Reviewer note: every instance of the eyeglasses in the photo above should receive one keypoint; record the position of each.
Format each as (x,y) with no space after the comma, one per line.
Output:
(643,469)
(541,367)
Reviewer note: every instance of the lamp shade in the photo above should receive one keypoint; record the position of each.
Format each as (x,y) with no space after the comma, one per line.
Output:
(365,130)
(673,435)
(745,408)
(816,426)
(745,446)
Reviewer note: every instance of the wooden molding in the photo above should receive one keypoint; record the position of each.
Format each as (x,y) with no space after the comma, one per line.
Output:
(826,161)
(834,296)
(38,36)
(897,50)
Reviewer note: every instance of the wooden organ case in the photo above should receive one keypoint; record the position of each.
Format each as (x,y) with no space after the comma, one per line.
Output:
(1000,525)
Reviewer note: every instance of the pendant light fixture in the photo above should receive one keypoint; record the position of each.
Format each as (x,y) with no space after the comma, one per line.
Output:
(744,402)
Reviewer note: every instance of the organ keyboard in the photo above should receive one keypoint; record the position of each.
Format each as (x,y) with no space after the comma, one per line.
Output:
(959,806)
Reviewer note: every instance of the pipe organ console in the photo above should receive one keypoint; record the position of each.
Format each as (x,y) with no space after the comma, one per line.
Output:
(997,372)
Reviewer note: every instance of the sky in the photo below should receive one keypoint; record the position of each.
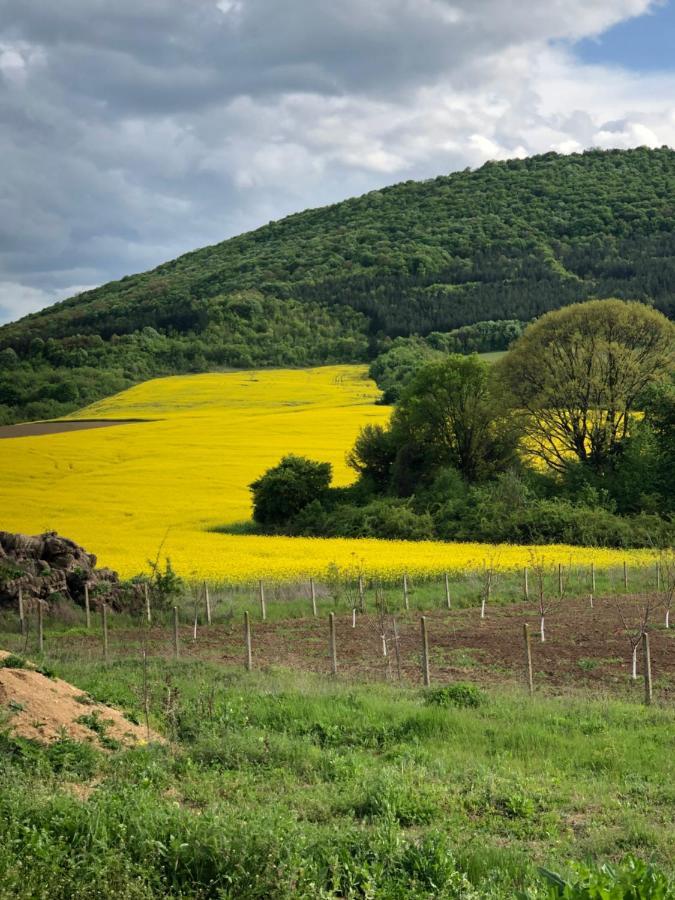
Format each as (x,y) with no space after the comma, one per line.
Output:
(132,131)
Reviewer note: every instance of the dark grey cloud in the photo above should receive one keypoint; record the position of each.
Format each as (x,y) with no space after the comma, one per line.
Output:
(133,131)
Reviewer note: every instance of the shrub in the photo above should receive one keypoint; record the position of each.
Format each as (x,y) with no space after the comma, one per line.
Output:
(458,694)
(287,488)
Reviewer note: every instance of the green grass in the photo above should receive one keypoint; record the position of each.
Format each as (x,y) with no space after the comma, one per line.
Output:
(279,785)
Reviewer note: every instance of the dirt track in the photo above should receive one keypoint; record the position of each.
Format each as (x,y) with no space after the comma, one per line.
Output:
(33,429)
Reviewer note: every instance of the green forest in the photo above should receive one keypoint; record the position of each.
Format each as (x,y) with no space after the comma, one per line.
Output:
(508,241)
(568,438)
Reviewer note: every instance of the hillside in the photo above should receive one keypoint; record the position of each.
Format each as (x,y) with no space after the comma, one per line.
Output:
(510,240)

_WHAT THE EXERCISE ASKS_
Rewrite the items above as a two-column CSV with the header instruction,response and one row per item, placing each item's text in the instruction field and its answer in the response field, each field enclosed in double quotes with line breaks replaced by spaces. Leave the pictures out of the output.

_ANSWER_
instruction,response
"Reviewer note: every instance of the eyeglasses in the photo above should receive one keypoint; record the position of each. Format each as (x,y) with no space after the comma, one per line. Output:","(643,469) (541,367)"
"Reviewer note: every instance of the lamp shade in the photo above should receive one keypoint; record the position of each. Format each as (x,y) with no space after the comma, one per line. Output:","(365,130) (673,435) (745,408) (816,426) (745,446)"
"Reviewer note: every instance of the wooden molding in the photo above should receive one keypoint; record the position of each. Format each as (x,y) with no space after the comma, one per line. Output:","(826,161) (834,296) (38,36) (897,50)"
"Reviewer note: every instance of the wooden organ case in the photo above should receive one keypoint; record the position of each. Format each as (x,y) with no space after the comma, one per line. Output:","(1000,525)"
"Reviewer note: every instance of the pendant light fixture in the photo above should receive one keypoint; record the position of each. Format each as (x,y) with no space after the comma, one per line. Output:","(744,402)"
"Reviewer note: every instance of the organ keyboard in the photo above should receive one keypoint; record the position of each. Format each as (x,y) with no space after the comma, one per line. Output:","(959,806)"
"Reviewer note: every instance of the pipe organ console in the photo above should receive one keypoint; record the position of each. Format each as (x,y) with no space after the comma, one per line. Output:","(997,372)"
"Reviewer note: every instance of the sky in the photo below should receive one keypoint; record the position of each. Format each as (x,y) with no space after the comma, one per line. Output:","(132,131)"
"Reviewer note: every instance of the dark grey cloud in the photo above should receive one keypoint; record the position of each. Format each as (x,y) with no space after the comma, one per line. Output:","(133,131)"
"Reviewer note: every instance of the shrub in the photo above should receive one keypoint; record the position of each. Format each as (x,y) with no space after the comma, one per line. Output:","(458,694) (287,488)"
"Reviewer note: every instance of the green grass in the photo above should receive one keypoint; record the position of each. Format each as (x,y) with no space after the comma, one per line. Output:","(279,785)"
"Reviewer note: every instance of the dirt track in the photo above should receive one keypoint; record the position of each. Format each as (x,y) with no space after the comma, one per line. Output:","(33,429)"
"Reviewer note: every instance of the green forest in the photo above should receive one keypoint; record the position of each. Format each as (x,y) with no space after the comma, one per line. Output:","(508,241) (568,438)"
"Reviewer note: every instance of the hillside in the photo above should receive one keypoint; record the position of each. Format each as (x,y) with no space after the comma, one per line. Output:","(510,240)"